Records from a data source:
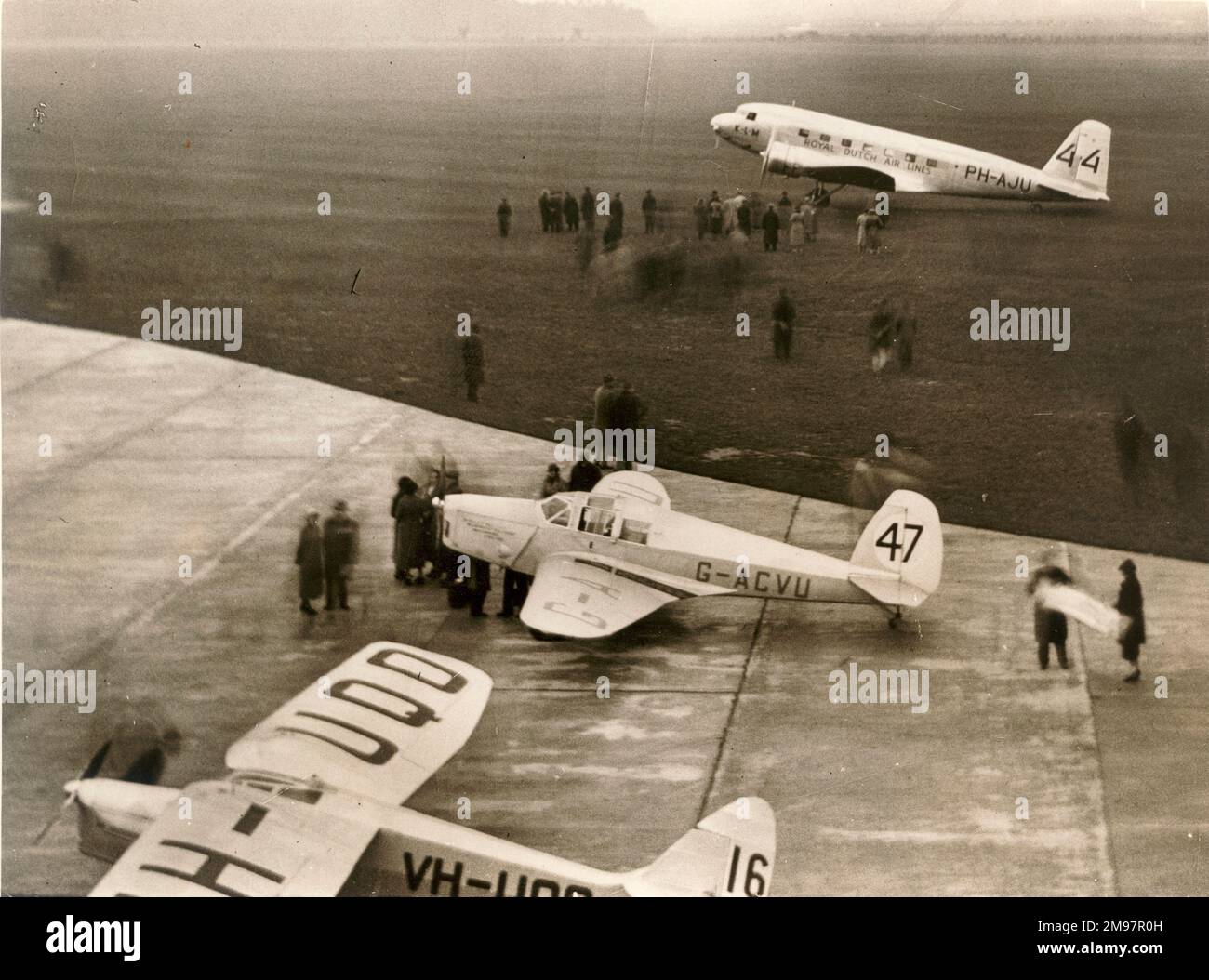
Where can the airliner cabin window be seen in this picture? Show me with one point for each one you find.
(635, 531)
(556, 511)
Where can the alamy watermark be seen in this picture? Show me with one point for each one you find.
(198, 323)
(857, 686)
(1029, 323)
(635, 446)
(35, 686)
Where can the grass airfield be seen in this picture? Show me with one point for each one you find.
(210, 200)
(710, 700)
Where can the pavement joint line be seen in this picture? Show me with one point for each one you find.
(76, 362)
(29, 486)
(140, 620)
(1103, 838)
(738, 689)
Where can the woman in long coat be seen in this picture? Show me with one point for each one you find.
(309, 559)
(409, 512)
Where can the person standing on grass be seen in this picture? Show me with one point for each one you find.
(504, 215)
(588, 208)
(784, 313)
(772, 225)
(571, 210)
(797, 230)
(474, 360)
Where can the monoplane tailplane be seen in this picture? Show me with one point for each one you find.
(728, 854)
(1083, 157)
(898, 559)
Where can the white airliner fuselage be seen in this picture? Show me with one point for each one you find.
(803, 143)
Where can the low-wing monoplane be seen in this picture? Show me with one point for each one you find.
(604, 559)
(832, 150)
(313, 807)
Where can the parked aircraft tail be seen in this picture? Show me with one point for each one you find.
(1083, 157)
(729, 854)
(898, 557)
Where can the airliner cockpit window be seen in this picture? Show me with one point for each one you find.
(556, 510)
(597, 521)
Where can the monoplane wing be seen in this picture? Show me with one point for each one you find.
(803, 161)
(636, 484)
(225, 840)
(379, 725)
(588, 596)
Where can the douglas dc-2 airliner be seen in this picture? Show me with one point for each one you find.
(314, 809)
(832, 150)
(604, 559)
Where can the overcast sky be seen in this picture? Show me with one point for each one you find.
(319, 22)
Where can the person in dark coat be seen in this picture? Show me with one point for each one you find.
(571, 210)
(1129, 603)
(784, 313)
(905, 335)
(882, 335)
(409, 512)
(474, 360)
(1048, 625)
(341, 548)
(136, 752)
(446, 559)
(515, 592)
(648, 212)
(309, 557)
(434, 490)
(479, 585)
(588, 209)
(772, 225)
(1129, 435)
(504, 215)
(584, 475)
(554, 483)
(716, 210)
(603, 403)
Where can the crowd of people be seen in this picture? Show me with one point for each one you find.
(326, 556)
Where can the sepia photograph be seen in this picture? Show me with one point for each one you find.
(605, 448)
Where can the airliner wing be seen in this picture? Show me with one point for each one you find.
(379, 724)
(588, 596)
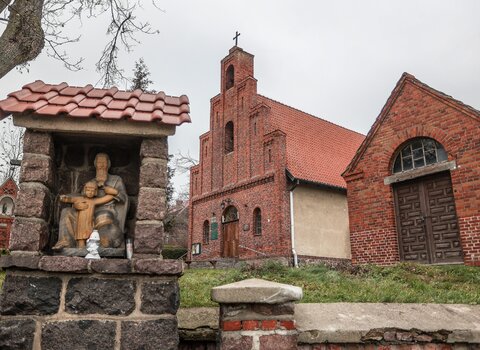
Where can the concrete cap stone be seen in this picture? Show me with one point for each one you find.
(256, 291)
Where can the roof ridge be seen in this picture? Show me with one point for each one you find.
(310, 115)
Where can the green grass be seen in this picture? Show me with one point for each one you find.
(403, 283)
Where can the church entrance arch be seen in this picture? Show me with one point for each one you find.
(230, 232)
(425, 211)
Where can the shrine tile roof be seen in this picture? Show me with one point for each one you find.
(88, 102)
(318, 151)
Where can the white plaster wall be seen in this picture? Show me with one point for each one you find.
(321, 222)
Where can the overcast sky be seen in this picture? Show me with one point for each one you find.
(338, 60)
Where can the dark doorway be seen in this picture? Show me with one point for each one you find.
(426, 219)
(230, 233)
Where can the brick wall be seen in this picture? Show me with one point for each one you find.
(414, 110)
(251, 176)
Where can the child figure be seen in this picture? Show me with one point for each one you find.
(85, 206)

SET TASK: Return every one of the lines above word for word, omitting the pictures.

RESULT FOR THIS TASK:
Where can the airliner cabin window be seen in this picture? Show me with one point for each one you find.
(635, 531)
(556, 511)
Where can the alamy watermark be seen in this picture? Show me with one point for each one you find.
(198, 323)
(857, 686)
(1029, 323)
(635, 446)
(35, 686)
Where can the grass airfield be seen in this picture? Show me with one point for each one you find.
(210, 200)
(710, 700)
Where can the pavement joint line be seen in this picture? Show me with one point for each one you find.
(76, 362)
(29, 486)
(140, 620)
(1103, 838)
(738, 689)
Where can the woman in long coat be seen in this picture? Show me with one point for each one you find.
(309, 559)
(409, 512)
Where can the person standing on grass be seen in this picture? Show me with one point for each one you find.
(504, 215)
(588, 208)
(784, 313)
(772, 225)
(571, 210)
(797, 230)
(474, 360)
Where can the monoplane tailplane be seen in this picture? Show me with one point for each one you find.
(728, 854)
(1083, 157)
(898, 559)
Where can the white airliner fuselage be seen in this picture? Show me with one point for each one you find.
(803, 143)
Where can the low-wing monoplane be seen in this picture? Show me with one point for each one you find.
(604, 559)
(832, 150)
(313, 807)
Where can the parked aircraft tail be seen in this picture? Show me with one point for each one you find.
(1083, 157)
(729, 854)
(898, 557)
Where can the airliner cockpit window be seen in this picture? Show me with one point for each one you find.
(556, 510)
(597, 521)
Where can the monoplane wing be seen in this picture? Show me with one point for each one you find.
(803, 161)
(636, 484)
(225, 840)
(379, 725)
(588, 596)
Where can the douglas dc-2 airliner be seen in this picture? Show me with one point for each one you find.
(314, 809)
(832, 150)
(604, 559)
Where can the overcast sky be seen in this picture? Show me with one point for each one you find.
(319, 22)
Where can the person in dark coat be seen in this picture? Show me with one point for each one you find.
(571, 210)
(1129, 603)
(784, 313)
(905, 335)
(882, 335)
(409, 512)
(474, 360)
(1048, 625)
(341, 548)
(136, 752)
(446, 559)
(515, 592)
(648, 212)
(309, 557)
(434, 490)
(479, 585)
(588, 209)
(772, 225)
(1129, 435)
(504, 215)
(584, 475)
(554, 483)
(716, 210)
(603, 403)
Where can the crowd of people be seen in this picture? Show me with one point for each one you find.
(326, 556)
Where can the sepia photograph be seen in this picture? Show me with one point for each one you find.
(605, 448)
Where can the airliner wing be seen in this picture? Show me with one point for each one you find.
(379, 724)
(588, 596)
Where can the concrete cap stone be seen in this picture? Show me with one point for each one you find.
(256, 291)
Where can the roof ridge be seen in this picture? Show me with one point for each one you find.
(310, 115)
Where can the green grass be seen in this picture? Show me with one point for each one you find.
(403, 283)
Where can the church entrance arch be seen in this picture? Show me with one point for each one you find.
(230, 232)
(425, 211)
Where can the shrine tile roof be seen in this picture? Show me with one point for each one you find.
(88, 102)
(318, 151)
Where can the white plaster wall be seen in this picture? Show me with one point for each one you find.
(321, 222)
Where can the overcast sky be seen in this picture? Show me with one point for each one you find.
(338, 60)
Where can the dark doorway be seen in this picture? Show me with one point for each one you find.
(426, 219)
(230, 233)
Where can the brick wall be seen in this picture? Show me with one point for each one you find.
(414, 110)
(251, 176)
Where can the child figure be seen in this picture? Show me with one point for each one you find.
(85, 206)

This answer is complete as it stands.